* _WORKING DATA_
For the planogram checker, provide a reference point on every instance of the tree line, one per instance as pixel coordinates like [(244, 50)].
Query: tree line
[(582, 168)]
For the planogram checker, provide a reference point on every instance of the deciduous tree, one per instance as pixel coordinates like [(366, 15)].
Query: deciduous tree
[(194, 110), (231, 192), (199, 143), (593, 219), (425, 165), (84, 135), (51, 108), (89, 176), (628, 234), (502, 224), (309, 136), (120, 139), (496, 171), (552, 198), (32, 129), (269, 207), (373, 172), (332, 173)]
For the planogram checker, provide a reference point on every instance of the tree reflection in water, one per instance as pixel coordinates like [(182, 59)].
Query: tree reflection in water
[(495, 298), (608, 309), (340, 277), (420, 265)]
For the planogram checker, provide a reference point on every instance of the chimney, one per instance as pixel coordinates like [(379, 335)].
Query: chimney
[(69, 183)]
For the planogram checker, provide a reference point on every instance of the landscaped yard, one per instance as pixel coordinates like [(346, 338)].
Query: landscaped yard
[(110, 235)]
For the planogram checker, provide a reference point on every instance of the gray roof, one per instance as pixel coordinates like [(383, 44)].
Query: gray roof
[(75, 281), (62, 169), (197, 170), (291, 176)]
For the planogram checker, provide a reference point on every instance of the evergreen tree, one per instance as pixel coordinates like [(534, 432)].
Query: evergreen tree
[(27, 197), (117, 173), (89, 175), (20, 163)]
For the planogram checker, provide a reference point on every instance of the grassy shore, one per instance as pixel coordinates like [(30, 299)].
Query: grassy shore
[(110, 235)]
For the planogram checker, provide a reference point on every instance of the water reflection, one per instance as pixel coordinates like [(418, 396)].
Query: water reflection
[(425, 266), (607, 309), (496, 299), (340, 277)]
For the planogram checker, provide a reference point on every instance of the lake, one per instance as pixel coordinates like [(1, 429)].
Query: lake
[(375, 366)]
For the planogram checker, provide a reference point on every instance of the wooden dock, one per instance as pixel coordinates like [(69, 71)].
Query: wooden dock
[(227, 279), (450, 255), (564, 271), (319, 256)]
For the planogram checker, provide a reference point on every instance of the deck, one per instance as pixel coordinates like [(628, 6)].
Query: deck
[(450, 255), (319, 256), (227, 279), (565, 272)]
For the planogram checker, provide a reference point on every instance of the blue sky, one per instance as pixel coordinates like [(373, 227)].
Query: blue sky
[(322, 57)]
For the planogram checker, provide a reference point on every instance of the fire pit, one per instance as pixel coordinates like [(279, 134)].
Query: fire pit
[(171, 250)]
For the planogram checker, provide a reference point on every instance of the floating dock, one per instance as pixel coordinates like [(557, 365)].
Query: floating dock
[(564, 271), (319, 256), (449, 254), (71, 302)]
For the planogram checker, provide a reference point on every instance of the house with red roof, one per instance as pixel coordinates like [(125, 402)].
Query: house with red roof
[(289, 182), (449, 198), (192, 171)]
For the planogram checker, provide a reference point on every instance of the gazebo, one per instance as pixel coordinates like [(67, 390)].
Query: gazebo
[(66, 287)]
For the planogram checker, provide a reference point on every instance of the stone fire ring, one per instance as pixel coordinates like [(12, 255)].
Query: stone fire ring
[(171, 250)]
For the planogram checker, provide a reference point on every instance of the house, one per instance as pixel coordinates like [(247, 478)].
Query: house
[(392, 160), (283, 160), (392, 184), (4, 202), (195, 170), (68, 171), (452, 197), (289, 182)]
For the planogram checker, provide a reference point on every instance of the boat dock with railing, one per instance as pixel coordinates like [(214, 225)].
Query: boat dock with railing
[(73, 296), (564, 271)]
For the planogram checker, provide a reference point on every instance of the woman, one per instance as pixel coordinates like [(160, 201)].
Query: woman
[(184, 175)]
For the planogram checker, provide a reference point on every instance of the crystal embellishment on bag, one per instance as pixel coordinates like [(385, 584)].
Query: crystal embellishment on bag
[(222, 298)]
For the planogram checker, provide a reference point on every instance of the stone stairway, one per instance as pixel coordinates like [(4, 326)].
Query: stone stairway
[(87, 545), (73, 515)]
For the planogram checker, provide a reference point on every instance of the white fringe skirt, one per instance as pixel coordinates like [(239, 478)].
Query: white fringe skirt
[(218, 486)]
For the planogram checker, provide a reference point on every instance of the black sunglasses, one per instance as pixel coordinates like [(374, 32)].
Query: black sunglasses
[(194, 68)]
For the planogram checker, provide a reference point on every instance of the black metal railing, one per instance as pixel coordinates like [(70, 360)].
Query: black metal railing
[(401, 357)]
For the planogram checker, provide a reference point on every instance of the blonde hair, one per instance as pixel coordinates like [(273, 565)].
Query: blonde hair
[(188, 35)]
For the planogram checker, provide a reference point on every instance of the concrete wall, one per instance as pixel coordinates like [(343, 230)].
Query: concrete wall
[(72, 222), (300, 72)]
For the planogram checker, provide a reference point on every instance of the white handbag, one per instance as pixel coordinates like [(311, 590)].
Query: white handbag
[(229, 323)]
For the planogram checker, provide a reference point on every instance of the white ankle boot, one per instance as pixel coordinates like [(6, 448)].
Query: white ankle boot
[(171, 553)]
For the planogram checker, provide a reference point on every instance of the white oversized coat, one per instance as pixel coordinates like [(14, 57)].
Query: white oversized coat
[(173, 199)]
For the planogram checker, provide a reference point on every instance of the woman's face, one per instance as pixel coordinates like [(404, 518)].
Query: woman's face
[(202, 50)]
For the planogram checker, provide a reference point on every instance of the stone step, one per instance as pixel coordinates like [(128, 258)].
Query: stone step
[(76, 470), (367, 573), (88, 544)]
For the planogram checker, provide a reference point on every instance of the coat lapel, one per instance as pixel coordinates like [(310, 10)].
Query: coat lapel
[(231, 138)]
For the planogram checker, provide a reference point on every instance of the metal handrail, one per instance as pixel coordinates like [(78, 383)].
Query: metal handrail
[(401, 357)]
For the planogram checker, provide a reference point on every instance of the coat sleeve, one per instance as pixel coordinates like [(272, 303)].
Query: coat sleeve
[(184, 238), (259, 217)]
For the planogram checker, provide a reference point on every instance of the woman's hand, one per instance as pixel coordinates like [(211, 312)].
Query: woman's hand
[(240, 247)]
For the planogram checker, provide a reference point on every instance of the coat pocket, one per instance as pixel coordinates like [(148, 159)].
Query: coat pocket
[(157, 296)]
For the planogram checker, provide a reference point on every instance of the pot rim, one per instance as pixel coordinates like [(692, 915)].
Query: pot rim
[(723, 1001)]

* _TASK DIRECTIONS_
Scale the lines starting at the beginning of the rows and ending at the line that contains "[(27, 197), (117, 173), (89, 175), (20, 163)]", reproducing every line, requests included, with each answer coordinate multiplied by 0.2 and rounded to the nearest whole number, halves rounded up. Leave the numbers in the requests and their format samples unchanged.

* _PROBLEM SOLUTION_
For the planogram checker, provide a reference point on every instance of the tree line, one per instance as pixel coordinates like [(244, 50)].
Query: tree line
[(116, 34)]
For the planogram checker, provide a reference point on every instance of the deciduous tree, one per instance as pixel coordinates like [(366, 15)].
Query: deciduous tree
[(39, 22), (46, 38), (40, 29), (119, 44), (85, 33), (17, 27), (10, 22), (18, 35), (126, 47), (100, 45), (62, 27), (24, 28), (99, 34), (110, 40), (6, 26), (54, 41), (75, 34), (66, 35)]
For the planogram checker, provide a reference point on every instance of the tree reflection in water, one per instance as pixel coordinates like [(182, 59)].
Query: tree reflection in water
[(99, 60), (122, 62), (68, 55), (84, 53)]
For the planogram checker, provide a reference point on every instance of the chimney, one per instance as pixel coordinates like [(379, 335)].
Query: chimney
[(14, 37)]
For the planogram checker, provide a reference point on every instance of the landscaped yard, one per instance as pixel coordinates like [(346, 338)].
Query: landscaped yard
[(22, 47)]
For the planogram checker, provide a reference point on every instance of the gray roof, one per instance as pixel coordinates like [(383, 44)].
Query: gray roof
[(15, 56), (12, 34), (39, 34), (58, 35)]
For the planogram checker, provide a reference point on every instance of the evergreen tree, one per instance as pixel coordinates like [(534, 432)].
Query: evergreen tree
[(5, 39), (23, 35), (18, 35), (4, 33)]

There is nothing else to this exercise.